### About this task
Please restate the material below word for word, from the first line through the one that contains "negative clicks: (118, 190)", inclusive.

### Data excerpts
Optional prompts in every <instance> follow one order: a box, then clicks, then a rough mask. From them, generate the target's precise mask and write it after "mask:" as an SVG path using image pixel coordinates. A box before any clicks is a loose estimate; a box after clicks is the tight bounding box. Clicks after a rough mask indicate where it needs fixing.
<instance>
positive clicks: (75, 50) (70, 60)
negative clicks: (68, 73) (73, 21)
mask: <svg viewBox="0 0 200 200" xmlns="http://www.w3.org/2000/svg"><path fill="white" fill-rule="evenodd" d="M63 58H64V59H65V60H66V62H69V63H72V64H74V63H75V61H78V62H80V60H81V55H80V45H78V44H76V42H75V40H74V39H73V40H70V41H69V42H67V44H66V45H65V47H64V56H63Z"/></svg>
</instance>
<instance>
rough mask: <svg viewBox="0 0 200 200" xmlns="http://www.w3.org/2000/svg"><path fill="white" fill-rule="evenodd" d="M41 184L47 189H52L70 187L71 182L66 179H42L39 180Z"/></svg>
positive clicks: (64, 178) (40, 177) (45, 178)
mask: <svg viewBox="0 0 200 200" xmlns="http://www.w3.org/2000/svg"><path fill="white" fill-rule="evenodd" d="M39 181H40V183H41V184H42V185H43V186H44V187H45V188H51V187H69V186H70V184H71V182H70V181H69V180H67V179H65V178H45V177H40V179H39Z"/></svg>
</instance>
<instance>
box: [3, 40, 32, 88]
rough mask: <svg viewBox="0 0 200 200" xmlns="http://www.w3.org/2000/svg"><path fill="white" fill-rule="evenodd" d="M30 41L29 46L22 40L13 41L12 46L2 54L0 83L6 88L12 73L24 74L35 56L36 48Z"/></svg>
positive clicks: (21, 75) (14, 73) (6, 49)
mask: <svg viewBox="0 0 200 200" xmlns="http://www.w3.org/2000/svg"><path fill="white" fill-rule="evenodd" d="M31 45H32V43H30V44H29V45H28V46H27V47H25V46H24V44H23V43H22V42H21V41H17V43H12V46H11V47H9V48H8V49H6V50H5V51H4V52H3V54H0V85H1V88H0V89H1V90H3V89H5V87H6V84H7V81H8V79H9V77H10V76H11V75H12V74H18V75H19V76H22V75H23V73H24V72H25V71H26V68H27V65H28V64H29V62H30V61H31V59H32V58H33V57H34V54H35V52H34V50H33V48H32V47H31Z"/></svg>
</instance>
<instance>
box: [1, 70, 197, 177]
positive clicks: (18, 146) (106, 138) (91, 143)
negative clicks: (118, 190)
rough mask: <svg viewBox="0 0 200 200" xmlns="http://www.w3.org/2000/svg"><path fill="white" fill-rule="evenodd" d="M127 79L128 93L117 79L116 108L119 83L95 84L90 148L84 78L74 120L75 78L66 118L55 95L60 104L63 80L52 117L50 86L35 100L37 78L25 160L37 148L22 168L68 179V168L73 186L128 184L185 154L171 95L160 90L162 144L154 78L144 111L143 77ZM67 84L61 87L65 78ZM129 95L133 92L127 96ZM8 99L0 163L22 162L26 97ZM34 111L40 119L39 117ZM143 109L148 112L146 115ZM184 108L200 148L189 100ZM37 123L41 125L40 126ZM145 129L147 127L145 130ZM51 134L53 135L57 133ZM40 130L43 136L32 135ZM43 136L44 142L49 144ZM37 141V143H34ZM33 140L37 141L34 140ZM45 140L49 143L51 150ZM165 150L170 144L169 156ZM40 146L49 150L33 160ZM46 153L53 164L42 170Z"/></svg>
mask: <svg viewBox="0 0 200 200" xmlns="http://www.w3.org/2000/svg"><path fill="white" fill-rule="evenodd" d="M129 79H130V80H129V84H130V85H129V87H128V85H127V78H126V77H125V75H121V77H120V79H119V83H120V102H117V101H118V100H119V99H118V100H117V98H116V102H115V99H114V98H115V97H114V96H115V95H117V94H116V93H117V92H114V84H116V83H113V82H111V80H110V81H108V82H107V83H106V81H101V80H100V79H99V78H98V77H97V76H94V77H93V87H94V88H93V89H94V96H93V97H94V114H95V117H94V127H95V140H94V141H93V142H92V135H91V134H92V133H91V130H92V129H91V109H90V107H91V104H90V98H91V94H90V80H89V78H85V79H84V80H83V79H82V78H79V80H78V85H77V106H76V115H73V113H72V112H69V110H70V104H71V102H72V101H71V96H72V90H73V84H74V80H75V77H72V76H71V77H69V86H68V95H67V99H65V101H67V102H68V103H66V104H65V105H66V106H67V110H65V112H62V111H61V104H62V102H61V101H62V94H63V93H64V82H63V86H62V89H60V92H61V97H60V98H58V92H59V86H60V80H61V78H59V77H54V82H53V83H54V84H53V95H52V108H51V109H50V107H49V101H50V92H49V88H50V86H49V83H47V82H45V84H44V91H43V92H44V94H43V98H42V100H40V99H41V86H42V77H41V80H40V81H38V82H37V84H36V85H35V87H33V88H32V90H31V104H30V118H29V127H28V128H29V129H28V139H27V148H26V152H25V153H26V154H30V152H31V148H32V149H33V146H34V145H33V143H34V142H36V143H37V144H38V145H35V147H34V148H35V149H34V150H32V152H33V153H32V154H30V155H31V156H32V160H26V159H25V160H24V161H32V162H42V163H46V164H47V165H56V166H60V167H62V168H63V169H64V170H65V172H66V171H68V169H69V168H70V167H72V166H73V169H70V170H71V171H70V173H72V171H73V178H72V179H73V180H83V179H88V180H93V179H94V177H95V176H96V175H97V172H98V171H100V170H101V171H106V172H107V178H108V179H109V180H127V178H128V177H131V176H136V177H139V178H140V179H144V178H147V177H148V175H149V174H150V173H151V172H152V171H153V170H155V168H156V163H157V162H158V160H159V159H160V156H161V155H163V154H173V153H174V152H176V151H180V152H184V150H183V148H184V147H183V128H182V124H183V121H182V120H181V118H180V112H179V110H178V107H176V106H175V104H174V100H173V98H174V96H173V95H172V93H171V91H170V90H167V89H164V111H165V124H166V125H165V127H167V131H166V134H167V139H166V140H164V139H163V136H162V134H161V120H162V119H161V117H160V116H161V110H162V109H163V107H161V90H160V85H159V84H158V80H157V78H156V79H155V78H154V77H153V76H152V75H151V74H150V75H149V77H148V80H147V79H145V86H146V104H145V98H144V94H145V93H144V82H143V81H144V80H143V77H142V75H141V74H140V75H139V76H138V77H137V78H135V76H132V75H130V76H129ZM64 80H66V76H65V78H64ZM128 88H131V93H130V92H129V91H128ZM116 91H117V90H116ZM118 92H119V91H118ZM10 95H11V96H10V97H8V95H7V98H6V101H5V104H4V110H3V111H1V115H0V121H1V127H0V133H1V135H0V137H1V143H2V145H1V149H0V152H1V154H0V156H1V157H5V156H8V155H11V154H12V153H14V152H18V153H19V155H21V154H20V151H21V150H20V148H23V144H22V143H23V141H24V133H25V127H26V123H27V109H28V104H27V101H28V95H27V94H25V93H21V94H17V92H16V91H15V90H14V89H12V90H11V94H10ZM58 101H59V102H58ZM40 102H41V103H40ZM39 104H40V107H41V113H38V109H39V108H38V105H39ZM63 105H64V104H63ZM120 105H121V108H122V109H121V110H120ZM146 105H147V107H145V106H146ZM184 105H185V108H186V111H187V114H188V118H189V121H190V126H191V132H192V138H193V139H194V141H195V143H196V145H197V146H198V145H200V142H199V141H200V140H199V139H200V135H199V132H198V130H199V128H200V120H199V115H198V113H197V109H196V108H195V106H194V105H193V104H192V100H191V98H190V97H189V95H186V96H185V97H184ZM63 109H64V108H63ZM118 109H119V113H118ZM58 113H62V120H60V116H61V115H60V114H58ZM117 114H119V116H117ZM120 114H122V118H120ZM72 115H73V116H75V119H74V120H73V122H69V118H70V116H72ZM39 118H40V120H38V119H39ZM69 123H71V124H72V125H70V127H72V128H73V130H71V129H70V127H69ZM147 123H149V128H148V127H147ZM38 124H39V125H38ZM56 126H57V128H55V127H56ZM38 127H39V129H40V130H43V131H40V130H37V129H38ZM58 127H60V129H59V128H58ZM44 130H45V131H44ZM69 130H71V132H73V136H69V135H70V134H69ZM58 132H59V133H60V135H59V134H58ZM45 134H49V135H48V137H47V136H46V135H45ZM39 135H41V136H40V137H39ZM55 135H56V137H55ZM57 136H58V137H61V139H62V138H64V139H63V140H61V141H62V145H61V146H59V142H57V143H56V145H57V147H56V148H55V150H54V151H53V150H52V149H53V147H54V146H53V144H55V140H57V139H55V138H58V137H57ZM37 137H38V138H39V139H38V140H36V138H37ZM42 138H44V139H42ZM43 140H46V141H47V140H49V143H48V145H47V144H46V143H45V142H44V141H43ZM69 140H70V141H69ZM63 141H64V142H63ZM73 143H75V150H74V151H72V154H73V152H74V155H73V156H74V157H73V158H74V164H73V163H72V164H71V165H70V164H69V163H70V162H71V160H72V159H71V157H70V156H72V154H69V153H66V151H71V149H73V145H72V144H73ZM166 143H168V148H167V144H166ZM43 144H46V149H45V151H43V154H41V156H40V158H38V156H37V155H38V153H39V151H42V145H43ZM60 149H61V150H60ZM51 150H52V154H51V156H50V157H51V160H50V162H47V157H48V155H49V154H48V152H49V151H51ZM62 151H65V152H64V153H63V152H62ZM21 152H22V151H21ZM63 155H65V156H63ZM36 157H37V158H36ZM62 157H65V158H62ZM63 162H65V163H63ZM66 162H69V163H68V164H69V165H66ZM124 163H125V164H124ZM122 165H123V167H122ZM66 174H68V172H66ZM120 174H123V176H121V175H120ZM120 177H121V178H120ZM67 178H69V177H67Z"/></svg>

### Solution
Optional prompts in every <instance> follow one order: a box, then clicks, then a rough mask. From them, generate the target's precise mask and write it after "mask:" as an SVG path using image pixel coordinates. A box before any clicks is a loose estimate; a box after clicks is the tight bounding box. Clicks after a rough mask indicate where it needs fixing.
<instance>
positive clicks: (75, 50) (70, 60)
negative clicks: (68, 73) (73, 21)
mask: <svg viewBox="0 0 200 200" xmlns="http://www.w3.org/2000/svg"><path fill="white" fill-rule="evenodd" d="M63 58H64V59H65V60H66V62H69V63H72V64H74V63H75V61H78V62H80V60H81V55H80V45H78V44H76V42H75V40H74V39H73V40H70V41H69V42H67V44H66V45H65V47H64V56H63Z"/></svg>
</instance>
<instance>
rough mask: <svg viewBox="0 0 200 200" xmlns="http://www.w3.org/2000/svg"><path fill="white" fill-rule="evenodd" d="M41 184L47 189H52L70 187L71 182L66 179H42L39 180Z"/></svg>
positive clicks: (64, 178) (40, 177) (45, 178)
mask: <svg viewBox="0 0 200 200" xmlns="http://www.w3.org/2000/svg"><path fill="white" fill-rule="evenodd" d="M39 181H40V183H41V184H42V185H43V186H44V187H45V188H51V187H69V186H70V184H71V182H70V181H69V180H67V179H65V178H45V177H40V179H39Z"/></svg>
</instance>
<instance>
box: [3, 40, 32, 88]
rough mask: <svg viewBox="0 0 200 200" xmlns="http://www.w3.org/2000/svg"><path fill="white" fill-rule="evenodd" d="M30 41L29 46L22 40L13 41L12 46L2 54L0 83L6 88L12 73L24 74L35 56L36 48Z"/></svg>
positive clicks: (21, 75) (14, 73) (6, 49)
mask: <svg viewBox="0 0 200 200" xmlns="http://www.w3.org/2000/svg"><path fill="white" fill-rule="evenodd" d="M31 45H32V43H30V44H29V45H28V46H27V47H25V46H24V44H23V43H22V42H21V41H17V43H12V46H11V47H9V48H8V49H6V50H5V51H4V52H3V54H0V85H1V88H0V89H1V90H3V89H5V87H6V84H7V81H8V79H9V77H10V76H11V75H12V74H18V75H19V76H22V75H23V73H24V72H25V71H26V68H27V65H28V64H29V62H30V61H31V59H32V58H33V57H34V54H35V52H34V50H33V48H32V47H31Z"/></svg>
</instance>
<instance>
box: [1, 70, 197, 177]
positive clicks: (18, 146) (106, 138) (91, 143)
negative clicks: (118, 190)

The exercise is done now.